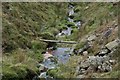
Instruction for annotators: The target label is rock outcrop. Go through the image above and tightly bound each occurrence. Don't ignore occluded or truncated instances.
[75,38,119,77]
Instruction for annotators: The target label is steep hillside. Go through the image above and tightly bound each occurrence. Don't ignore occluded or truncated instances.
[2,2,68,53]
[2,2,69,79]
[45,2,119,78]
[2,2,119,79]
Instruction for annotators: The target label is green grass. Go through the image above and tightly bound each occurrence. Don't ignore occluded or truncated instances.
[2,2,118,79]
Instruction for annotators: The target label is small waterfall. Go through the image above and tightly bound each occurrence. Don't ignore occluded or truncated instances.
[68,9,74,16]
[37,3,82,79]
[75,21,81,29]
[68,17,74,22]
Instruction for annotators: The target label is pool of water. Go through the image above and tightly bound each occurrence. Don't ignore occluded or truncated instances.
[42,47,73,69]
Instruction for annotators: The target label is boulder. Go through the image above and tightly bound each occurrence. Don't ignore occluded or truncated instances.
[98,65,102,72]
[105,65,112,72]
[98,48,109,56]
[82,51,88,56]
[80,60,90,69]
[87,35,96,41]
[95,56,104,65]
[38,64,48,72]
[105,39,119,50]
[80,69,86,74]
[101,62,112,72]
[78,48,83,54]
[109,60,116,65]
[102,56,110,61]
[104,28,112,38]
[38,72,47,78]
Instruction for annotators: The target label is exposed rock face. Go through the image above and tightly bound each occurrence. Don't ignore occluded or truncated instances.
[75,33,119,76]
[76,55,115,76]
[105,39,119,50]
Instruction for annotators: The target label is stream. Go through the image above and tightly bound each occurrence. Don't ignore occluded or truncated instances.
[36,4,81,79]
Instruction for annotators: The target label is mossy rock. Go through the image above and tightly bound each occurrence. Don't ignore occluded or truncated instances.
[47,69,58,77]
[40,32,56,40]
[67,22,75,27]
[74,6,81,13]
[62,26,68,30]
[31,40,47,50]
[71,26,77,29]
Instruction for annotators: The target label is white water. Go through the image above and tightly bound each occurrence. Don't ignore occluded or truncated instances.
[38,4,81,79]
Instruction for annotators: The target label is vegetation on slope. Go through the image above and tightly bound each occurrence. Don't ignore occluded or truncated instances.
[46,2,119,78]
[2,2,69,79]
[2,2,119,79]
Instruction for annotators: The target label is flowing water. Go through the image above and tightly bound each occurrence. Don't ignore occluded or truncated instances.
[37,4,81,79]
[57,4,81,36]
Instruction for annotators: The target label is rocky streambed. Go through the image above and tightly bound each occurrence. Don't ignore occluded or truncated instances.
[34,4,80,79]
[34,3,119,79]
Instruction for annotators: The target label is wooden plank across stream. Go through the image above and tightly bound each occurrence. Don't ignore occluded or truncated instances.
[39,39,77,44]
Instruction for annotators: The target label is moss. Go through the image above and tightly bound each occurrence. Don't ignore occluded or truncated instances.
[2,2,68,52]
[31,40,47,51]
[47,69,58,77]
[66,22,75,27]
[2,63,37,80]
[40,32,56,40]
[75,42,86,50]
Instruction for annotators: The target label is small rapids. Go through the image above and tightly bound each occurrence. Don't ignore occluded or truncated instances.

************

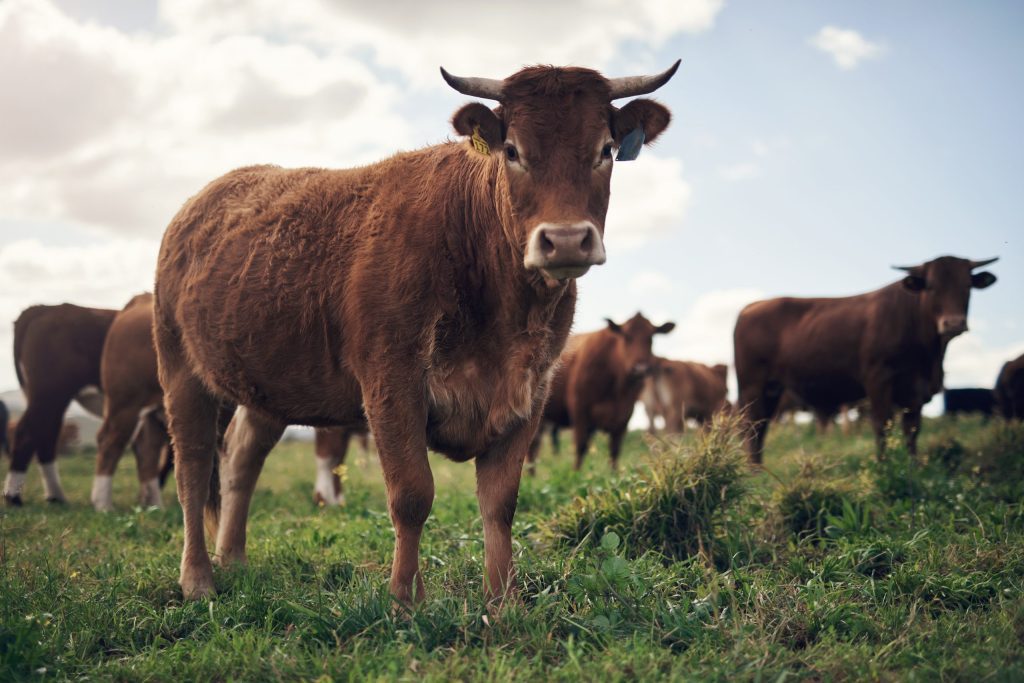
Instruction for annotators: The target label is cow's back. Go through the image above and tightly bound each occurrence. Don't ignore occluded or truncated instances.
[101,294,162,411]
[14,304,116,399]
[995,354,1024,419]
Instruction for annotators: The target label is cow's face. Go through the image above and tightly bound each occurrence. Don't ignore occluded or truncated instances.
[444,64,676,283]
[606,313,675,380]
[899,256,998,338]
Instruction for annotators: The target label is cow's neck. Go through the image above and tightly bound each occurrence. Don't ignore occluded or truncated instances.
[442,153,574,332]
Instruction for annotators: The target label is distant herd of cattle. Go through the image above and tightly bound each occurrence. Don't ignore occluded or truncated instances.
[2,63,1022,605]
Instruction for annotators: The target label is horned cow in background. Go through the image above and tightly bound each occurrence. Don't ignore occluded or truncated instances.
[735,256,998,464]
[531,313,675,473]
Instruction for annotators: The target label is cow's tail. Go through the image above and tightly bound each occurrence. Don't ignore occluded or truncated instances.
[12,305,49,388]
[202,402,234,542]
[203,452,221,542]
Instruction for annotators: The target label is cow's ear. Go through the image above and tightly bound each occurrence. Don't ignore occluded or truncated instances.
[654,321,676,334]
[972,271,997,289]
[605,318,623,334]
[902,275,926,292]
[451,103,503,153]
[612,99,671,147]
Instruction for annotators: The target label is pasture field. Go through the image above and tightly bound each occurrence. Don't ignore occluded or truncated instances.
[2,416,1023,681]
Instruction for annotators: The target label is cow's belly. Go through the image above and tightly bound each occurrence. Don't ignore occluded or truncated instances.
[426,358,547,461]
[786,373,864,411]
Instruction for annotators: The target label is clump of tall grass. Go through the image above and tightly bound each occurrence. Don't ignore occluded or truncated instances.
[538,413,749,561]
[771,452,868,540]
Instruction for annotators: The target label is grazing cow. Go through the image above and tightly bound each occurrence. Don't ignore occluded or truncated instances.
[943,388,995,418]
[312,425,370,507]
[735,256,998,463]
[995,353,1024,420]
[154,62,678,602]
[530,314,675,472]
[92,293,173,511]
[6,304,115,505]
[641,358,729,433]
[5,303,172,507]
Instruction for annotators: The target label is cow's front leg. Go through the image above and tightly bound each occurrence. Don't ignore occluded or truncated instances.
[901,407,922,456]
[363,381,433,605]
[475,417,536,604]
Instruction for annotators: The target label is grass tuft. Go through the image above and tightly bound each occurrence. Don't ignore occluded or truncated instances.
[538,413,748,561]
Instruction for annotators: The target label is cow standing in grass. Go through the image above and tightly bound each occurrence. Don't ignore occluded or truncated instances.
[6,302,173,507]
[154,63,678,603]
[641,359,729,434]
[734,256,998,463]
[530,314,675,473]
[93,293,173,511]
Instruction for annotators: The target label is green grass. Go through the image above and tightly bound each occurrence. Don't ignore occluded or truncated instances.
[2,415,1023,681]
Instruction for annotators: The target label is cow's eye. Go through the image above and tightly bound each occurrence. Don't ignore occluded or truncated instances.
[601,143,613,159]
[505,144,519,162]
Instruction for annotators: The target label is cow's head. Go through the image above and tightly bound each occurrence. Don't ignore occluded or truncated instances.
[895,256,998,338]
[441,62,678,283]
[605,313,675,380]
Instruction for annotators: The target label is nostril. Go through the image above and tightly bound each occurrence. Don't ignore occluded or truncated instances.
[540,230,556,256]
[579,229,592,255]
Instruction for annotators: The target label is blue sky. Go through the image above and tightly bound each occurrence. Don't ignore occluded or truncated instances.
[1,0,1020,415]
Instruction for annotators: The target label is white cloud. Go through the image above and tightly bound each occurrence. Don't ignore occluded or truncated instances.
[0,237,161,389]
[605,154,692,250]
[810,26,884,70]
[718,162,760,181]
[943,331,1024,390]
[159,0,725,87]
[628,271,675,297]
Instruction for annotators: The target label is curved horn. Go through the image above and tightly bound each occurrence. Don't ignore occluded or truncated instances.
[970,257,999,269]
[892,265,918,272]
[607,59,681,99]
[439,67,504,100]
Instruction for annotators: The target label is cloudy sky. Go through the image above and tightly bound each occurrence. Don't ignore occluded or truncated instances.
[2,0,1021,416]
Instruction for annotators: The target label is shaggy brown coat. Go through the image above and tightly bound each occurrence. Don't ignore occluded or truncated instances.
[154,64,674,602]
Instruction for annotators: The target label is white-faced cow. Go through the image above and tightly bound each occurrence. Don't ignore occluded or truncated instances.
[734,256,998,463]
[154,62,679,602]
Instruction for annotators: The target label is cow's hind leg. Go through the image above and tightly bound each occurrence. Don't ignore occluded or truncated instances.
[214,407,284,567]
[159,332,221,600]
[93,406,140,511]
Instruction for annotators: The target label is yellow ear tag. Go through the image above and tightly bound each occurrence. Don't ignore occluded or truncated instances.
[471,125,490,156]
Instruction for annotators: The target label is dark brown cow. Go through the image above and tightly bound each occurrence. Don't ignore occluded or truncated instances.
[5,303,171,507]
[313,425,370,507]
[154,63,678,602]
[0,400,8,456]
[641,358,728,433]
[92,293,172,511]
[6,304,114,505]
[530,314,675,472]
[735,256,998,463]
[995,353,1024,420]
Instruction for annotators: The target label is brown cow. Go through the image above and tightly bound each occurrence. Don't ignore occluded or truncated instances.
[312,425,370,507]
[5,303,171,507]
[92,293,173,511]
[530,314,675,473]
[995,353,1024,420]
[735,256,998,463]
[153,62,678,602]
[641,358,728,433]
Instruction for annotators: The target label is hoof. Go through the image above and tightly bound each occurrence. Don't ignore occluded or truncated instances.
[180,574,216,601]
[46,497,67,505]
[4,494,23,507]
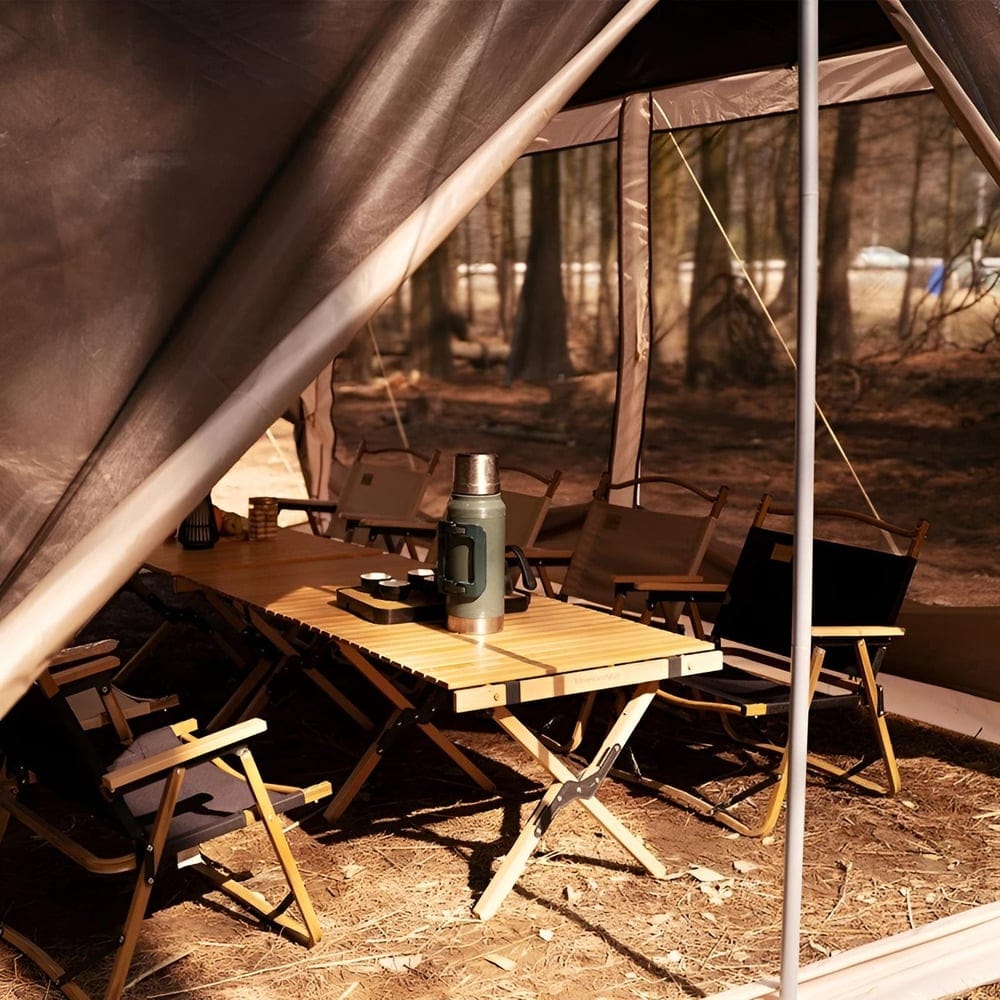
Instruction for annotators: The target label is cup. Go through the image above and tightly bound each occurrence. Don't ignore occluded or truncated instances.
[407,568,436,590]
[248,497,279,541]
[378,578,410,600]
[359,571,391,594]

************

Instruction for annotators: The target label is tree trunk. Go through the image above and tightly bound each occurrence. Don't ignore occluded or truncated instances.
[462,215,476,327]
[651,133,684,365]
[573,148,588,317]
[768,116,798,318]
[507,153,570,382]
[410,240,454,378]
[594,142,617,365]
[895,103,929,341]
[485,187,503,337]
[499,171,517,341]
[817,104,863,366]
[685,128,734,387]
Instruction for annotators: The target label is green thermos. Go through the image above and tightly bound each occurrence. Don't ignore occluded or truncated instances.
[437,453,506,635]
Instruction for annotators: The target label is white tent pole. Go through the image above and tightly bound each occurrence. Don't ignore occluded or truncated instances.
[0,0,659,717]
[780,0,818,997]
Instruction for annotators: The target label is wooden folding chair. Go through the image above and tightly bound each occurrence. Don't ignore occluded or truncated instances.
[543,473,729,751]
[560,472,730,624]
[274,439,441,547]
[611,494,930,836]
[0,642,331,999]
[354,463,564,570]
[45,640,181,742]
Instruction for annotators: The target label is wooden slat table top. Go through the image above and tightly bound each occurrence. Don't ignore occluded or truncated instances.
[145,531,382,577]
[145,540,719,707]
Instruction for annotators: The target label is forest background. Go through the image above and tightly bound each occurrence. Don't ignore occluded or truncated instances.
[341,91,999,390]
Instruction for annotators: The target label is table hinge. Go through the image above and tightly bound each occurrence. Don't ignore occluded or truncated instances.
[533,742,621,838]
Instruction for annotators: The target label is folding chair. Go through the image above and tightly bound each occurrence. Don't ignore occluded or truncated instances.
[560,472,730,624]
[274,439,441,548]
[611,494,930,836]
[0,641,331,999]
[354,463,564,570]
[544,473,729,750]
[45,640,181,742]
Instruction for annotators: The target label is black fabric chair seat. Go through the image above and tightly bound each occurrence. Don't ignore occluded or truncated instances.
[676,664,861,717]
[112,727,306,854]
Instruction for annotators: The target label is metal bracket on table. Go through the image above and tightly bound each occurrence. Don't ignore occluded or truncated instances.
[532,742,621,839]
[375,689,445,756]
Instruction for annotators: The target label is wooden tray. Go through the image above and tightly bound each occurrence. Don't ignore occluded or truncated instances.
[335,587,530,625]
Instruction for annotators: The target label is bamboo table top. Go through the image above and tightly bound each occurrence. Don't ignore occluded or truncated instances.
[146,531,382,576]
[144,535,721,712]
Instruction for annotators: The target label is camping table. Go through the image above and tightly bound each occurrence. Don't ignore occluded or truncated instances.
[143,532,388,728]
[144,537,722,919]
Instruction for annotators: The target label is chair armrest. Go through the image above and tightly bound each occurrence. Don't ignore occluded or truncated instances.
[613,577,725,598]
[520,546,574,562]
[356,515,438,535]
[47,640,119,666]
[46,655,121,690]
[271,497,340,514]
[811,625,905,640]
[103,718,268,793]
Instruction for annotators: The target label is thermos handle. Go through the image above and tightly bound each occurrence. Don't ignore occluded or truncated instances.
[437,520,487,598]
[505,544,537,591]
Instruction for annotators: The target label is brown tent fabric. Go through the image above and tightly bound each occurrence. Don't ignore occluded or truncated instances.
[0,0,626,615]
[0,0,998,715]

************

Give back, exactly as written, the stretch from the line with "Instruction for annotators: The target label is wooden plank" through the line with "Instruction for annotators: The target label is small rapids.", and no other lines from the records above.

### Result
Instruction for annotators: The target label is wooden plank across stream. Go through the image above and tightly bound each occurrence. Don't ignore occluded or truncated instances.
[39,39,77,44]
Instruction for annotators: The target label is moss. Go through the image above and tightly bound each occurrence. Don't ignore occluded or truncated instances.
[2,2,68,52]
[31,40,47,51]
[47,69,58,77]
[66,22,75,27]
[2,63,37,80]
[40,32,56,40]
[75,42,86,50]
Instruction for annotators: The target label is small rapids. Go through the image above and tightly bound each occurrence. Don't ignore occluded or truncated instances.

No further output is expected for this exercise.